**** Teks yang Diberikan

TEMPO.CO, Jakarta - Epidemiolog dari Griffith University, Australia, Dicky Budiman, menganggap pengetatan kembali Pembatasan Sosial Berskala Besar Sosial atau PSBB di Jakarta tidak efektif. Sebab, pemerintah tidak menetapkan PSBB total, melainkan kompromi.
"Karena ini dosis kompromi jadi tidak akan efektif. Itu sudah jelas tidak akan efektif," kata dia saat dihubungi, Rabu, 16 September 2020.
Yang dimaksudnya dengan PSBB dosis kompromi adalah karyawan seharusnya tidak bekerja di kantor selama dua pekan. Namun, pemerintah DKI justru menetapkan seluruh perkantoran masih diperbolehkan beroperasi dengan maksimal jumlah orang 25 persen dari kapasitas.

********

Latihan A >>
Jawablah pertanyaan berikut berdasarkan berita tentang pengetatan PSBB di Jakarta.
(i) Dari universitas mana epidemiolog Dicky Budiman berasal?
(ii) Pada hari dan tanggal berapa Dicky Budiman dihubungi?
(iii) Berapa batas maksimal jumlah orang di perkantoran yang ditetapkan pemerintah DKI?
Latihan B >>
Lanjutkan berita tentang pengetatan PSBB di Jakarta mulai dari kalimat terakhirnya.

**** Cuplikan Data

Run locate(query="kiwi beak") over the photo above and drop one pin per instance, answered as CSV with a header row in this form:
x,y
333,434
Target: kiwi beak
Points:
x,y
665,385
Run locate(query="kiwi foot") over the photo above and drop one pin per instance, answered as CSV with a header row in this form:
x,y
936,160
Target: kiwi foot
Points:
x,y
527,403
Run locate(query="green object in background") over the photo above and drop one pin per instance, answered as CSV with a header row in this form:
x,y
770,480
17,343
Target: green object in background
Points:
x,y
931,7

********
**** Cuplikan Data

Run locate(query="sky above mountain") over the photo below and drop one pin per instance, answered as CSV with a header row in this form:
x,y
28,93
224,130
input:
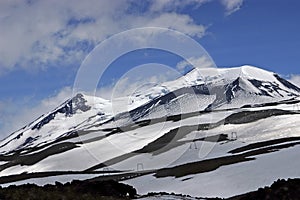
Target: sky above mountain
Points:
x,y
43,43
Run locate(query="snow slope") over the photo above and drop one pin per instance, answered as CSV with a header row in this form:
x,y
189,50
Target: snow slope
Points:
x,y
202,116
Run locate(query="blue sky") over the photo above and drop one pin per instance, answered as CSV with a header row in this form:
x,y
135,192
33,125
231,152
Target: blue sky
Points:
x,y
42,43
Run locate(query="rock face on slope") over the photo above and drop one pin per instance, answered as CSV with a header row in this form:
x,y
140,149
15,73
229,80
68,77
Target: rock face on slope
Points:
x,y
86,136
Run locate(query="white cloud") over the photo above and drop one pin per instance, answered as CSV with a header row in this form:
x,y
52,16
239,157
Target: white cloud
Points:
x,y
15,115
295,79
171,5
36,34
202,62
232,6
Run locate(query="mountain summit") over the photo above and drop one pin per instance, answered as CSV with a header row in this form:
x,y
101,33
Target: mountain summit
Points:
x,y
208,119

********

Kolom Jawaban A >>
(i) Griffith University, Australia.
(ii) Rabu, 16 September 2020.
(iii) 25 persen dari kapasitas.

Kolom Jawaban B >>
Menurut Dicky, pemerintah DKI seharusnya memberlakukan PSBB berdosis total, yaitu 100 persen karyawan bekerja di rumah. Kecuali, bagi sektor esensial yang menyangkut hajat hidup orang banyak, seperti rumah sakit. "Dosisnya tidak optimal, karena komprominya ekonomi, politik, sosial."
Jakarta memperketat PSBB mulai 14 September karena jumlah pasien Covid-19 terus menanjak. Penambahan kasus baru lebih dari 1000 per hari.
Pengetatan berimbas pada penutupan kembali tempat rekreasi, jumlah orang di kantor maksimal 25 persen dari kapasitas, ganjil genap tak berlaku, pembatasan penumpang transportasi publik, dan lainnya.
Ketentuan ini berbeda dengan rencana menutup lagi semua aktivitas perkantoran, kecuali 11 sektor esensial setelah Gubernur DKI Jakarta Anies Baswedan berkoordinasi dengan pemerintah pusat.